--- Text passage ---
The hematopoietic cell architecture in myelodysplastic syndromes (MDS) may have the potential to predict disease progression and guide use of second-line treatment after hypomethylating agent (HMA)-based therapy failure, according to a study in Nature Medicine. Simona Colla, PhD, of the University of Texas MD Anderson Cancer Center in Houston, and colleagues wanted to explore the hematopoietic cells that drive disease evolution in MDS to see whether they could discover vulnerabilities that would help inform therapeutic options.
Current standard of care for MDS is HMA-based therapy. However, the disease eventually becomes resistant to these agents and progresses to secondary acute myeloid leukemia (AML). Patients who experience disease progression to AML have a median survival duration of only four to six months.
Using large patient cohorts, Dr. Colla and colleagues conducted integrative molecular profiling of hematopoietic cells and progenitor cells. They found that MDS hematopoietic cells had two distinct differentiation states that were maintained through the clinical course of the disease and that expanded at progression. These distinct MDS hematopoietic cells activated specific anti-apoptotic regulator BCL-2 or nuclear factor-kappa B-mediated survival pathways.
“The relevance of our study lies in the finding that, despite MDS being highly genetically heterogeneous, the stem cells that originate and maintain the disease after failure to HMA therapy across different patients share oncogenic properties that make them vulnerable to specific therapeutic interventions,” Dr. Colla said.
Researchers conducted preclinical experiments to pharmacologically deplete these pathways’ MDS hematopoietic cells, and they were able to reduce tumor burden.
“Oncogenic mechanisms are cell type-dependent, which means that such interventions will need to be tailored to the architecture of the stem cell compartment in each patient,” Dr. Colla said. “In other words, the take-home message would be that the stem cell hierarchy in patients with MDS can be used as a biomarker to guide the choice of treatment in those who fail conventional therapy and progress to a more aggressive form of the disease.”
--- Supplied entries ---
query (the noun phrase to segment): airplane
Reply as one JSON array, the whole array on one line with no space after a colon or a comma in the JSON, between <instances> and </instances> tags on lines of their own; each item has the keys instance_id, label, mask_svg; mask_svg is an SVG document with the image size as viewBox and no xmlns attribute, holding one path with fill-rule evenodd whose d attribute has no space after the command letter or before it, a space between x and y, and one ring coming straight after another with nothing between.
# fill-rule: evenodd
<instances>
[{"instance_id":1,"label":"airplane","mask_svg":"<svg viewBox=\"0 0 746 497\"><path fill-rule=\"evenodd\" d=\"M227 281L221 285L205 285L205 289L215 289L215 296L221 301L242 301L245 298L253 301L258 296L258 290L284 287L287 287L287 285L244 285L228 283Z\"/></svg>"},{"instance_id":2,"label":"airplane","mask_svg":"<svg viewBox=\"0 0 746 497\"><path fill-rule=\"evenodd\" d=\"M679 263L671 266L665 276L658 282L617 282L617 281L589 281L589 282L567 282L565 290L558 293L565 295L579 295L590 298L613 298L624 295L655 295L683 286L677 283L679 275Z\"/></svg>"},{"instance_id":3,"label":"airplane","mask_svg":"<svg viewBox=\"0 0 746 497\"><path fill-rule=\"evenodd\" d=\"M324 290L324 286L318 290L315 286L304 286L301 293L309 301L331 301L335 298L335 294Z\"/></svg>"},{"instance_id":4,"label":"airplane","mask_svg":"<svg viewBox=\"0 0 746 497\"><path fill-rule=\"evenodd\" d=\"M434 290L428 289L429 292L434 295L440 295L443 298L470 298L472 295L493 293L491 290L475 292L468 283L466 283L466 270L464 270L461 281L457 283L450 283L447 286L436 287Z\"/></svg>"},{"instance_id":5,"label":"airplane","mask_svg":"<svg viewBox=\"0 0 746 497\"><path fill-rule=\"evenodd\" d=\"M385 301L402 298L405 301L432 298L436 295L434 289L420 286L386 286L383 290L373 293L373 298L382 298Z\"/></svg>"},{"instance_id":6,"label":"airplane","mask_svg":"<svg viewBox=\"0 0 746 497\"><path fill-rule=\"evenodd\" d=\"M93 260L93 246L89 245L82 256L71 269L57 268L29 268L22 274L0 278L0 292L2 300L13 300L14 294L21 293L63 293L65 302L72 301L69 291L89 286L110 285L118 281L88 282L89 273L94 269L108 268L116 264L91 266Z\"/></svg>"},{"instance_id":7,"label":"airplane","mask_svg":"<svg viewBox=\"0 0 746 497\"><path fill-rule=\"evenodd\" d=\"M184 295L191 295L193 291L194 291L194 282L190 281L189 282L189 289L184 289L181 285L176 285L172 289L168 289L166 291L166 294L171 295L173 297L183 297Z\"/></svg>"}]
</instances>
---
Activity:
Continue the article on the MDS stem cell study from its last paragraph. The lines that come after the MDS study article are separate material.

Answer for this exercise:
Findings from this study support the systematic profiling of the architecture of the stem cell compartment in patients with MDS before a second-line therapy is assigned and set the foundation for the discovery of therapies that specifically target MDS progression-driving stem cells.
“For instance, we have described a group of patients who may obtain significant benefit from therapy with the pro-apoptotic drug venetoclax,” Dr. Colla said.
Dr. Colla and colleagues evaluated outcomes of 21 patients with MDS with blast progression after HMA therapy who were treated with HMAs and venetoclax at MD Anderson Cancer Center. Those patients whose stem cells upregulated BCL-2 achieved improved clinical responses to venetoclax-based therapy. Specifically, they had shorter cumulative time to achieve complete remission and a longer relapse-free survival duration.
“Patients with MDS who fail standard therapies currently have no approved therapeutic alternatives and a very poor prognosis, particularly those whose disease progresses to leukemia,” Dr. Colla said. “The use of the stem cell architecture as a biomarker to inform clinical decisions will allow the selection of patient-tailored second-line therapies, and the personalized use of more efficient stem cell-specific therapeutic alternatives, such as venetoclax, will significantly improve the prognoses of patients with MDS and progressive disease.”
Any conflicts of interest declared by the authors can be found in the original article.
Reference
Ganan-Gomez I, Yang H, Ma F, et al. Stem cell architecture drives myelodysplastic syndrome progression and predicts response to venetoclax-based therapy. Nature Medicine. 2022;28:557-567.